# I want one of these ....



## Donger (3 Jul 2016)

Seen in Holland today .... the label says "Velomobiel.nl". I sooo want one. Saw this forum and thought I'd share this one with its target audience:


----------



## StuAff (3 Jul 2016)

Strada. @Auntie Helen has a riding bud with one. Fantastic bit of kit, seen one in the carbon myself....


----------



## NorthernDave (3 Jul 2016)

I like! But then I saw the price...

http://www.velomobiel.nl


----------



## Drago (3 Jul 2016)

Anyone ever had the pleasure? What are they like to ride?


----------



## StuAff (3 Jul 2016)

Not cheap, no, but then production is small-scale & complex- building a carbon monocoque is very different to a diamond frame. Also cheaper than many high-end bikes, and a darn sight faster (as well as more practical) for most riders...


----------



## StuAff (3 Jul 2016)

User said:


> Absolutely fabulous! I only wish I had somewhere to keep one.
> 
> As @StuAff says, @Auntie Helen has a velomobile, as do a couple of other people. IIrC Auntie Helen's is a Mango (I may be wrong though).


Helen has a Versatile (now sold in updated form as Orca)


----------



## StuAff (3 Jul 2016)

User said:


> Ah - very nice. Who is it on here who has the Mango?


@Aushiker. There are a few owners in the UK, don't think any of them post here.


----------



## ufkacbln (4 Jul 2016)

There is a cheaper and more robust version called the RotoVelo, made from the same plastic as wheelie bins

They decided to demonstrate how they could take a few knocks:


----------



## Drago (4 Jul 2016)

My language skills don't stretch to fluent welsh, so I can't see how much they cost. Anyone know the asking price for a typical spec machine?


----------



## ufkacbln (4 Jul 2016)

Most are personal imports from Holland


----------



## Milkfloat (4 Jul 2016)

Drago said:


> My language skills don't stretch to fluent welsh, so I can't see how much they cost. Anyone know the asking price for a typical spec machine?



£6K ish


----------



## Drago (4 Jul 2016)

Ouch. I could afford it, but I think id have trouble justifying it even to my self. Lovely though, I can see why they cost what they do with the small scale carbon manufacturing behind it.


----------



## Scoosh (4 Jul 2016)

> *I want one of these ....*


.. as do we all ...   but equally  ->


----------



## Arellcat (5 Jul 2016)

StuAff said:


> There are a few owners in the UK, don't think any of them post here.



At the last count I think there were perhaps 40 velomobile owners in the UK, not including racetrack-only machines. I ride a carbon Quest and I post here, a tiny little bit a least.


----------



## Shaun (5 Jul 2016)

If I ever win the lottery ... 

I'd love to have a go in one though, I bet it's fantastic flying along so close to the ground with hardly any drag. Maybe I could get them to send us one for review?!


----------



## StuAff (6 Jul 2016)

Arellcat said:


> At the last count I think there were perhaps 40 velomobile owners in the UK, not including racetrack-only machines. I ride a carbon Quest and I post here, a tiny little bit a least.


Sorry, meant Mango owners specifically. Have enjoyed your posts in various places about the Quest, btw.


----------



## Smokin Joe (6 Jul 2016)

Shaun said:


> If I ever win the lottery ...

__DATA SUPPLIED__
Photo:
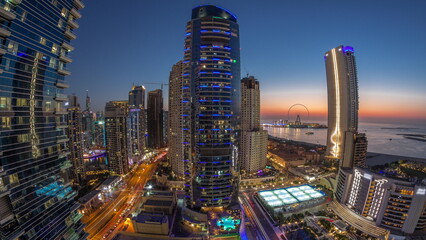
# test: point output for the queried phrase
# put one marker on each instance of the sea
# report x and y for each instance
(382, 137)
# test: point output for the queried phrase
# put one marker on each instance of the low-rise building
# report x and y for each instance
(90, 201)
(151, 223)
(392, 203)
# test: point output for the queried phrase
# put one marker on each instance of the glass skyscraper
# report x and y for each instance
(211, 107)
(36, 199)
(342, 91)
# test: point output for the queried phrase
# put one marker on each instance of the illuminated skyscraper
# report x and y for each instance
(342, 87)
(155, 119)
(175, 119)
(36, 199)
(75, 136)
(136, 123)
(211, 107)
(116, 136)
(254, 140)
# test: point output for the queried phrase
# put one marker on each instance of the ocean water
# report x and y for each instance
(378, 136)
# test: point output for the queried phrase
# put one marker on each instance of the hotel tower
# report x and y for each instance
(342, 87)
(211, 107)
(36, 198)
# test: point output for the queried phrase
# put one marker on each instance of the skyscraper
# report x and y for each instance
(75, 136)
(155, 119)
(254, 140)
(36, 199)
(136, 123)
(116, 136)
(137, 97)
(211, 107)
(175, 119)
(87, 124)
(342, 91)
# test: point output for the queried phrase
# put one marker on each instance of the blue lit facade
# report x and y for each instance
(211, 107)
(36, 199)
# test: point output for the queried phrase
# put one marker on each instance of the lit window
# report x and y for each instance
(43, 40)
(64, 12)
(5, 124)
(23, 16)
(55, 48)
(5, 103)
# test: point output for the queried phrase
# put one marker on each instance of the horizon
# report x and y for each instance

__WORK INSTRUCTIONS__
#1 Revise the velomobile thread from "## NorthernDave (3" to "like to ride?", replacing "price" with "cost".
#2 Rewrite every line of the entries after the velomobile thread, keeping the marker instructions unchanged. Multiply each x and y coordinate in the answers by 2.35 and round to whole numbers, with halves rounded up, and leave the pictures out.
The entries and the velomobile thread are independent of each other.

__EXPECTED ANSWERS__
#1
## NorthernDave (3 Jul 2016)

I like! But then I saw the cost...

http://www.velomobiel.nl


----------



## Drago (3 Jul 2016)

Anyone ever had the pleasure? What are they like to ride?

#2
Photo:
# test: point output for the queried phrase
# put one marker on each instance of the sea
# report x and y for each instance
(898, 322)
# test: point output for the queried phrase
# put one marker on each instance of the low-rise building
# report x and y for each instance
(212, 472)
(355, 524)
(921, 477)
# test: point output for the queried phrase
# put one marker on each instance of the glass skyscraper
# report x and y for each instance
(496, 251)
(85, 468)
(804, 214)
# test: point output for the queried phrase
# put one marker on each instance of the illuminated skyscraper
# report x and y for each instance
(804, 204)
(364, 280)
(411, 280)
(85, 468)
(176, 320)
(320, 289)
(496, 251)
(273, 320)
(597, 329)
# test: point output for the queried phrase
# put one marker on each instance of the ocean water
# report x and y for each instance
(888, 320)
# test: point output for the queried phrase
# put one marker on each instance of the hotel tower
# report x and y for each instance
(804, 204)
(496, 251)
(85, 465)
# test: point output for the queried phrase
# put one marker on each instance of the skyscraper
# report x and y for each instance
(176, 320)
(364, 280)
(597, 329)
(85, 468)
(320, 289)
(273, 320)
(322, 228)
(496, 251)
(411, 280)
(204, 291)
(804, 214)
# test: point output for the queried phrase
# put one marker on each instance of the blue lit facade
# report x and y for each instance
(496, 251)
(85, 468)
# test: point output for the queried phrase
# put one marker on each instance of the lit window
# report x and y for each instance
(101, 94)
(150, 28)
(12, 291)
(54, 38)
(129, 113)
(12, 242)
# test: point output for the queried phrase
# put one marker on each instance of the horizon
# report x and y for each instance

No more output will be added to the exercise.